++++ Supplied entries

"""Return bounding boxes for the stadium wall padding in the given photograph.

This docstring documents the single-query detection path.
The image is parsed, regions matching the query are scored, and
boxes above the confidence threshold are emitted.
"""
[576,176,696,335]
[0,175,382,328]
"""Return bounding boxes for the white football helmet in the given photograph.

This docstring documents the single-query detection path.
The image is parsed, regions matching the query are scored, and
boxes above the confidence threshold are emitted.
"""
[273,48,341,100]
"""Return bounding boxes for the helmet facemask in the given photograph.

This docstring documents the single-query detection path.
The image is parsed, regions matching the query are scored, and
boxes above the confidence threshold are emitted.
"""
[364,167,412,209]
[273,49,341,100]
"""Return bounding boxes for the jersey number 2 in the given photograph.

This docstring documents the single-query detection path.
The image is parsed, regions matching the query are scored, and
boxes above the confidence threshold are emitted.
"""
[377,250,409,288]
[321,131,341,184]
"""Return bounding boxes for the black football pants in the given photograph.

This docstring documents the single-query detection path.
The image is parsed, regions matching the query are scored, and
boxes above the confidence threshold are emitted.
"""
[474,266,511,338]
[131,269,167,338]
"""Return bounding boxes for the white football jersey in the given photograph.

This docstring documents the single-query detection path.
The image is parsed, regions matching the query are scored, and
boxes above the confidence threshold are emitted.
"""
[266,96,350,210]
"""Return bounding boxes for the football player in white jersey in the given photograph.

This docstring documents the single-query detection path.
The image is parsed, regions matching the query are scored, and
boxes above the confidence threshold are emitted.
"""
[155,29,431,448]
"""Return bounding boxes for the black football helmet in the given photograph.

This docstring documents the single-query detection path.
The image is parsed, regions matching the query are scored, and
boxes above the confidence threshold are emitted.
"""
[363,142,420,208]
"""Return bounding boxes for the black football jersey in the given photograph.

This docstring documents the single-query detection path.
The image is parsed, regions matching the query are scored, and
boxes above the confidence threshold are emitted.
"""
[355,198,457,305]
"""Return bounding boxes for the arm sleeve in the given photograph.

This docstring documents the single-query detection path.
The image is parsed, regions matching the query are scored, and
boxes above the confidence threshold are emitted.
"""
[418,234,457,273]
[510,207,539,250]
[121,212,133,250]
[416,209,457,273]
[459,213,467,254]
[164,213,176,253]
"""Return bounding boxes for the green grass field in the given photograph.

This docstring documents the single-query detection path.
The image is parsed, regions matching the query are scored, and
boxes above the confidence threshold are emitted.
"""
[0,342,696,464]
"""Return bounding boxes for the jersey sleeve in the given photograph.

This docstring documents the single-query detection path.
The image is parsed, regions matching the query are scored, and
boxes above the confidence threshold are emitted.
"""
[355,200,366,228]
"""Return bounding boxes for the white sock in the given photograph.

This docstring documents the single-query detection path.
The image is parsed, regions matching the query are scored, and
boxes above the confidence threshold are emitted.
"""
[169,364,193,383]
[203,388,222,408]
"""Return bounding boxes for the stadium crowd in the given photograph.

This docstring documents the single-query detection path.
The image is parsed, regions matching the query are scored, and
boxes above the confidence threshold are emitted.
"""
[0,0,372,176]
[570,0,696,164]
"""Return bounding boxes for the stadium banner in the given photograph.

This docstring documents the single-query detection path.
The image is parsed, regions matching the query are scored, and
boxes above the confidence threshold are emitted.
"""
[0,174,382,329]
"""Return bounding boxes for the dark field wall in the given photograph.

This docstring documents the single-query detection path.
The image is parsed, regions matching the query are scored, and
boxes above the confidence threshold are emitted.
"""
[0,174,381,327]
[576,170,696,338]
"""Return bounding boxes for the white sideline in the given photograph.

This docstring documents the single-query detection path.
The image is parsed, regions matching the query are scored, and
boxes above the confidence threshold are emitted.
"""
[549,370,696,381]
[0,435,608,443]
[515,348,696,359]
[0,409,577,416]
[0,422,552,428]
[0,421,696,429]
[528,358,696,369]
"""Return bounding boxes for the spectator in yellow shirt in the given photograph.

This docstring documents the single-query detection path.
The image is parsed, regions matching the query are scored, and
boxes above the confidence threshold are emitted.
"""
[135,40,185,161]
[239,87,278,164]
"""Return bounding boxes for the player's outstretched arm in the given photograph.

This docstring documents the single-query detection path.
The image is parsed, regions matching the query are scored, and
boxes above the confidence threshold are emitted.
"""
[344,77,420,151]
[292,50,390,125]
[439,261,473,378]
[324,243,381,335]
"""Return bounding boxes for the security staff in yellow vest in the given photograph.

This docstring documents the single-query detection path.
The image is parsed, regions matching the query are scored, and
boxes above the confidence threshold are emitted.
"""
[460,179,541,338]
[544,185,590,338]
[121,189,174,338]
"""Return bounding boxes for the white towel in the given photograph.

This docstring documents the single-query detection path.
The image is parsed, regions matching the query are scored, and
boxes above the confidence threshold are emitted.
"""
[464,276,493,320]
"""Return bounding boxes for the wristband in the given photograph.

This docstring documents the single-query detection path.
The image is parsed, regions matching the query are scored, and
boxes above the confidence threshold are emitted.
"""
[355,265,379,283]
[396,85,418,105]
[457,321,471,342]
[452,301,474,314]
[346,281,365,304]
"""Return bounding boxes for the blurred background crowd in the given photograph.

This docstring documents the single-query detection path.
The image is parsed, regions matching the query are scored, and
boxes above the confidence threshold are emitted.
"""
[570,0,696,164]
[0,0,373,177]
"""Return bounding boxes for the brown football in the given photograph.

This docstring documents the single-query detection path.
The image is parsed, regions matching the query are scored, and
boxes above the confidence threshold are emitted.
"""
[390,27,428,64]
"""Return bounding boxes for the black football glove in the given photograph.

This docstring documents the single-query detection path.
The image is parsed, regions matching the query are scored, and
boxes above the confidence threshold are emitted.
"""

++++++++

**To do:**
Render the lines from the one containing "black football helmet in the given photograph." through the one containing "[355,198,457,305]", inclusive, as a JSON list of strings, one string per line, omitting blank lines.

**Correct response:**
[
  "\"\"\"Return bounding boxes for the black football helmet in the given photograph.",
  "This docstring documents the single-query detection path.",
  "The image is parsed, regions matching the query are scored, and",
  "boxes above the confidence threshold are emitted.",
  "\"\"\"",
  "[363,142,420,208]",
  "\"\"\"Return bounding boxes for the black football jersey in the given photograph.",
  "This docstring documents the single-query detection path.",
  "The image is parsed, regions matching the query are scored, and",
  "boxes above the confidence threshold are emitted.",
  "\"\"\"",
  "[355,198,457,305]"
]